Input>
'''

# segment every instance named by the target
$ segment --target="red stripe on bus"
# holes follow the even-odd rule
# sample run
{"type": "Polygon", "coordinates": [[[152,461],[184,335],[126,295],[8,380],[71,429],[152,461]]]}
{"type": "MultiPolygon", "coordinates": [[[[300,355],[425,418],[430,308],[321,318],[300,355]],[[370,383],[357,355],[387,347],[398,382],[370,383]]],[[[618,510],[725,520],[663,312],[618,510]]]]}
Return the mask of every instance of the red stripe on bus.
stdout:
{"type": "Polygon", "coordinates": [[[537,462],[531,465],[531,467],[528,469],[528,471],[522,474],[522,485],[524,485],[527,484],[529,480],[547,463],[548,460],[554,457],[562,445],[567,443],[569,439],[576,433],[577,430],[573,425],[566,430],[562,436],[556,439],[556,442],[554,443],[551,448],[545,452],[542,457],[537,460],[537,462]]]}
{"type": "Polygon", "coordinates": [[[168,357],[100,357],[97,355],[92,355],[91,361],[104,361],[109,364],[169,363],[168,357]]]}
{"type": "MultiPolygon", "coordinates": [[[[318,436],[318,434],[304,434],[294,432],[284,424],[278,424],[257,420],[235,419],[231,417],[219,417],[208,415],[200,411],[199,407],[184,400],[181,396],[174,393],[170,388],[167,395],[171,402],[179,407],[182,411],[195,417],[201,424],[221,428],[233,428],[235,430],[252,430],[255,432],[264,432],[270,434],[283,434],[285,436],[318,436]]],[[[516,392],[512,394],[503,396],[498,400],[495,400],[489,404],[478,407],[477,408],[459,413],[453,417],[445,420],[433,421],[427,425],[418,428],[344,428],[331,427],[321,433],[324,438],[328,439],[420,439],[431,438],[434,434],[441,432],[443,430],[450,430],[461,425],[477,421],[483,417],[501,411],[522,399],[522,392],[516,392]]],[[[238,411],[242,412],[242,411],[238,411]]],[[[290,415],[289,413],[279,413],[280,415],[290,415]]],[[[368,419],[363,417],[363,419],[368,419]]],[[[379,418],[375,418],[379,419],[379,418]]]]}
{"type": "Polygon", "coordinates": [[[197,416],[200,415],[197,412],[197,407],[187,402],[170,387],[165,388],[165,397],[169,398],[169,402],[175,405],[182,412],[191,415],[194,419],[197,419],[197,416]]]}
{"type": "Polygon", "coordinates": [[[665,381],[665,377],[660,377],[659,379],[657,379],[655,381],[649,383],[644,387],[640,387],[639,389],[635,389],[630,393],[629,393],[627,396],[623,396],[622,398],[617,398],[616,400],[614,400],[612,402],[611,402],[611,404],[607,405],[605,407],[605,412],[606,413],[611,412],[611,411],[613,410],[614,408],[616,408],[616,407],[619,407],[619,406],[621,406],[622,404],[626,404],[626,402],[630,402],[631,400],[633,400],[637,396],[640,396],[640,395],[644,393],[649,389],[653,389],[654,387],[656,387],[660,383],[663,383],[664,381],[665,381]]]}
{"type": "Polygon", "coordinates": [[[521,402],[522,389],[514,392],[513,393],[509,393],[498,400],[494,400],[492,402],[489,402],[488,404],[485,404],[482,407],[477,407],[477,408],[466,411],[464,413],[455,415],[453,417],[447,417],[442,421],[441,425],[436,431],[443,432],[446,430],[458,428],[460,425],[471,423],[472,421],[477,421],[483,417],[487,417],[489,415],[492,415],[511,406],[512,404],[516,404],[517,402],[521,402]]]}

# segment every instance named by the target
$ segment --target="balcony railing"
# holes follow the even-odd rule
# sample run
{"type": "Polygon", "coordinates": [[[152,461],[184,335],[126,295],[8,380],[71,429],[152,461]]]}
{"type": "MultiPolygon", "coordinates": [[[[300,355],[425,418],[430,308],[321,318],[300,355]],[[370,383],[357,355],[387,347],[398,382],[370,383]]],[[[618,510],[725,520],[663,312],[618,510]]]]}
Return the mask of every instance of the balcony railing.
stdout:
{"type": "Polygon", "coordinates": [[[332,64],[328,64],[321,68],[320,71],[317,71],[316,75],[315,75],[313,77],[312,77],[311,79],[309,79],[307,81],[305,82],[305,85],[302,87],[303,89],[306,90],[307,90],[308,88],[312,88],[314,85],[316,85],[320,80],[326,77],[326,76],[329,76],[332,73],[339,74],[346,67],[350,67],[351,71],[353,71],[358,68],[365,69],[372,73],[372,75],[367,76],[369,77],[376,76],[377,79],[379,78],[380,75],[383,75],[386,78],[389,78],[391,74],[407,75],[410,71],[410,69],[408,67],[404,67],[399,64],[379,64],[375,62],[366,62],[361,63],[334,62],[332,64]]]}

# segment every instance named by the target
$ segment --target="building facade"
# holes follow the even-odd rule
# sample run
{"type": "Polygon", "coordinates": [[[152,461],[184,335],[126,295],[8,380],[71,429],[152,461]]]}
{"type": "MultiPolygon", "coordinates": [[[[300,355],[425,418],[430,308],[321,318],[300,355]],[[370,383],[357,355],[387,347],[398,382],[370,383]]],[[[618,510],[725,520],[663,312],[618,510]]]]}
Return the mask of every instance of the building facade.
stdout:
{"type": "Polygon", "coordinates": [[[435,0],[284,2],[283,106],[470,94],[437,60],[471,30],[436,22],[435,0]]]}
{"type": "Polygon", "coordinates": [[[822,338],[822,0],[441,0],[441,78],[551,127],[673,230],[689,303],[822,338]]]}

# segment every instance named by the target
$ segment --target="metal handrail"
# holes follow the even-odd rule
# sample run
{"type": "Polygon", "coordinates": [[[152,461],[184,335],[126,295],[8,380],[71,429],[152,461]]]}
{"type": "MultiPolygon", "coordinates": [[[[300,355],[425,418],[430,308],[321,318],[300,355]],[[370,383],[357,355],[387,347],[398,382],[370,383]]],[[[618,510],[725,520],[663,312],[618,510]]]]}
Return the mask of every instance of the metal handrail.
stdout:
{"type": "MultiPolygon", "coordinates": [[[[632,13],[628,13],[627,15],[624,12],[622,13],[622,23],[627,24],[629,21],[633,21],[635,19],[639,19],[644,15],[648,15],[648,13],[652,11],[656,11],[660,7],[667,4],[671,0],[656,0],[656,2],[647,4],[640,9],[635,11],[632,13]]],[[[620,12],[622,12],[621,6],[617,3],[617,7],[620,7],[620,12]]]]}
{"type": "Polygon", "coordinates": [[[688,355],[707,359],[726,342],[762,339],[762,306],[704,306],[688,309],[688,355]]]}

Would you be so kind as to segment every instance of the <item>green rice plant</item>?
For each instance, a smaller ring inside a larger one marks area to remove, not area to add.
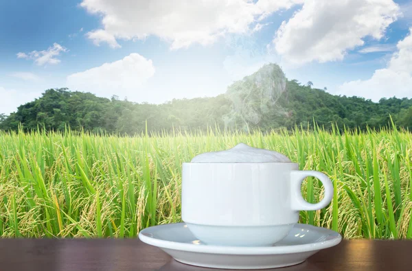
[[[164,131],[126,137],[87,132],[0,131],[0,236],[135,237],[144,228],[181,221],[181,165],[239,143],[275,150],[303,170],[327,174],[327,207],[300,212],[300,223],[345,238],[412,238],[412,137],[315,125],[249,133]],[[323,189],[308,178],[304,198]]]

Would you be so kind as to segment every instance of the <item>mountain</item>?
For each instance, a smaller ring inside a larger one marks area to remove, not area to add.
[[[67,89],[48,89],[16,113],[0,116],[0,129],[29,130],[38,126],[47,130],[84,129],[133,134],[151,132],[260,128],[270,130],[295,125],[325,129],[336,123],[340,129],[388,126],[390,116],[401,127],[412,129],[412,99],[382,98],[375,103],[358,97],[333,95],[288,80],[275,64],[264,65],[253,74],[229,86],[214,97],[175,99],[163,104],[134,103],[96,97]]]

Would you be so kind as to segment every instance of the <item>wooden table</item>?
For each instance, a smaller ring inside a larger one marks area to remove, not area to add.
[[[276,271],[412,270],[412,241],[343,240]],[[203,270],[133,239],[0,239],[0,271]],[[268,270],[266,269],[266,270]]]

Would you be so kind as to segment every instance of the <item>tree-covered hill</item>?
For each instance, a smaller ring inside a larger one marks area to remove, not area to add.
[[[115,91],[114,91],[115,92]],[[375,103],[358,97],[333,95],[323,90],[288,80],[279,66],[266,64],[255,73],[232,84],[214,97],[173,99],[163,104],[134,103],[96,97],[67,89],[48,89],[42,97],[18,108],[10,116],[0,115],[0,129],[72,130],[133,134],[151,132],[201,129],[263,130],[293,128],[296,124],[326,129],[331,122],[362,130],[395,123],[412,129],[412,99],[392,97]]]

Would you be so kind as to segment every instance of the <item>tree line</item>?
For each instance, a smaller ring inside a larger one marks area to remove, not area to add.
[[[46,90],[34,101],[8,116],[0,115],[0,129],[71,130],[133,135],[149,132],[206,131],[260,128],[263,131],[312,128],[331,129],[390,126],[412,129],[412,99],[382,98],[374,102],[360,97],[334,95],[325,90],[283,78],[275,64],[234,82],[226,93],[213,97],[174,99],[162,104],[135,103],[113,95],[107,99],[67,89]]]

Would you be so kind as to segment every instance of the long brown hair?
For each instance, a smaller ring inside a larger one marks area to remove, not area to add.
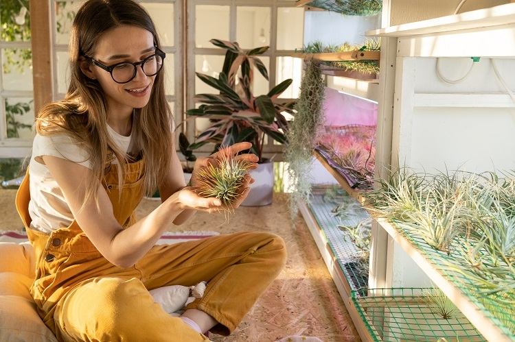
[[[155,26],[148,14],[133,0],[89,0],[73,21],[69,45],[71,80],[65,98],[46,106],[38,114],[36,130],[41,135],[67,134],[90,152],[91,180],[102,180],[104,162],[111,150],[118,160],[119,183],[122,182],[127,162],[107,130],[107,102],[100,84],[87,77],[80,63],[93,56],[95,45],[104,32],[121,25],[133,25],[152,33],[160,47]],[[150,99],[144,108],[135,108],[132,139],[146,159],[144,189],[152,193],[160,184],[174,151],[172,112],[165,97],[164,70],[155,76]],[[94,153],[93,153],[94,151]],[[86,192],[86,200],[98,203],[95,182]]]

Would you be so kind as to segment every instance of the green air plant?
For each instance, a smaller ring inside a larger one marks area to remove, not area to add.
[[[216,151],[220,145],[249,141],[253,145],[251,152],[262,162],[265,135],[280,143],[287,141],[288,125],[283,113],[293,114],[295,101],[279,99],[279,96],[293,80],[285,80],[267,94],[255,96],[252,92],[254,69],[268,80],[266,68],[258,56],[264,53],[269,47],[247,51],[242,49],[237,42],[218,39],[209,41],[227,50],[222,72],[218,78],[200,73],[196,75],[220,93],[196,95],[196,101],[203,104],[186,111],[187,115],[211,121],[211,125],[196,137],[190,148],[196,149],[214,143]]]
[[[229,147],[221,148],[218,156],[215,162],[198,170],[194,191],[204,197],[219,199],[230,211],[245,190],[245,175],[252,163],[235,158]]]
[[[382,8],[382,0],[313,0],[308,4],[349,16],[375,15]]]
[[[299,52],[306,53],[323,53],[328,52],[349,52],[353,51],[380,51],[381,42],[380,39],[367,39],[362,45],[351,45],[343,43],[341,45],[324,46],[321,42],[315,41],[310,43]],[[341,60],[323,62],[323,65],[342,69],[350,71],[358,71],[363,73],[376,73],[379,72],[378,60]]]
[[[454,319],[460,313],[456,306],[438,288],[424,289],[422,295],[427,301],[431,312],[442,319]]]
[[[319,64],[306,61],[306,69],[295,105],[295,119],[290,123],[284,159],[288,163],[288,175],[293,184],[290,197],[290,215],[295,219],[300,200],[309,201],[312,151],[318,130],[323,122],[322,110],[325,87]]]

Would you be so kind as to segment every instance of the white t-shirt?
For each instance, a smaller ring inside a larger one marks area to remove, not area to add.
[[[130,136],[122,136],[107,125],[111,138],[126,152],[128,150]],[[89,169],[91,168],[89,156],[84,148],[65,135],[43,136],[36,134],[32,143],[30,158],[30,201],[29,214],[32,219],[30,227],[45,232],[69,226],[73,221],[68,204],[56,180],[48,168],[42,164],[42,156],[68,159]],[[37,160],[36,160],[37,159]],[[39,160],[39,161],[38,161]],[[113,163],[116,163],[116,159]]]

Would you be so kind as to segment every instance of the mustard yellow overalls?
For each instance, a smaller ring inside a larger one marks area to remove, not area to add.
[[[143,195],[144,165],[144,157],[128,164],[122,186],[114,167],[108,167],[102,181],[113,214],[124,227],[135,221],[134,210]],[[135,266],[124,269],[104,258],[76,221],[51,234],[30,228],[30,200],[27,170],[16,206],[36,254],[30,292],[40,317],[60,341],[209,341],[180,318],[167,314],[148,293],[203,280],[207,282],[204,297],[187,308],[209,314],[220,323],[211,331],[228,335],[286,260],[280,237],[242,232],[157,245]]]

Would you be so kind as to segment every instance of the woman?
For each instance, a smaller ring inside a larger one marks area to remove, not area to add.
[[[185,186],[159,47],[152,20],[133,1],[87,1],[73,21],[66,97],[36,119],[16,208],[37,260],[31,294],[60,340],[207,341],[209,330],[228,335],[284,266],[284,242],[268,233],[154,246],[195,211],[221,208]],[[237,154],[250,147],[231,148]],[[194,170],[208,162],[199,159]],[[246,177],[236,208],[248,193]],[[156,188],[163,203],[135,221],[143,194]],[[148,293],[201,281],[207,282],[204,296],[181,317],[168,315]]]

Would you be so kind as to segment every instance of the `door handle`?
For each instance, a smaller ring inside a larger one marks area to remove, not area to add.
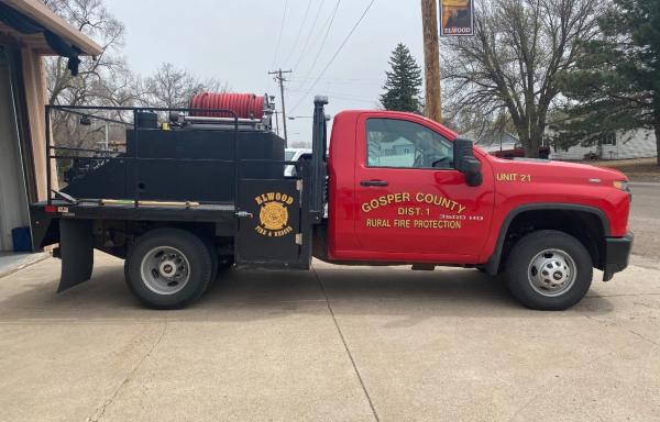
[[[386,180],[362,180],[361,186],[387,186],[389,185]]]

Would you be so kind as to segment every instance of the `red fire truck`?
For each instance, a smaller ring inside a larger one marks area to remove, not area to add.
[[[267,110],[167,110],[162,122],[165,110],[121,109],[134,116],[127,152],[90,158],[101,163],[32,206],[35,247],[58,244],[59,290],[90,278],[96,248],[125,258],[131,291],[161,309],[199,298],[220,267],[306,270],[315,257],[476,268],[529,308],[563,310],[593,268],[607,281],[628,265],[623,174],[501,159],[400,112],[341,112],[328,143],[326,103],[304,162],[285,160]],[[48,138],[48,163],[67,157],[57,149]]]

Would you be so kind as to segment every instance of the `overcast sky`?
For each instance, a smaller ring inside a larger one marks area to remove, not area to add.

'''

Written exercise> List every line in the items above that contains the string "tree", matching case exactly.

Worked solution>
Would you be so kind as to segment every instance of the <item>tree-covered hill</item>?
Would you be so kind as to segment every instance of the <item>tree line</item>?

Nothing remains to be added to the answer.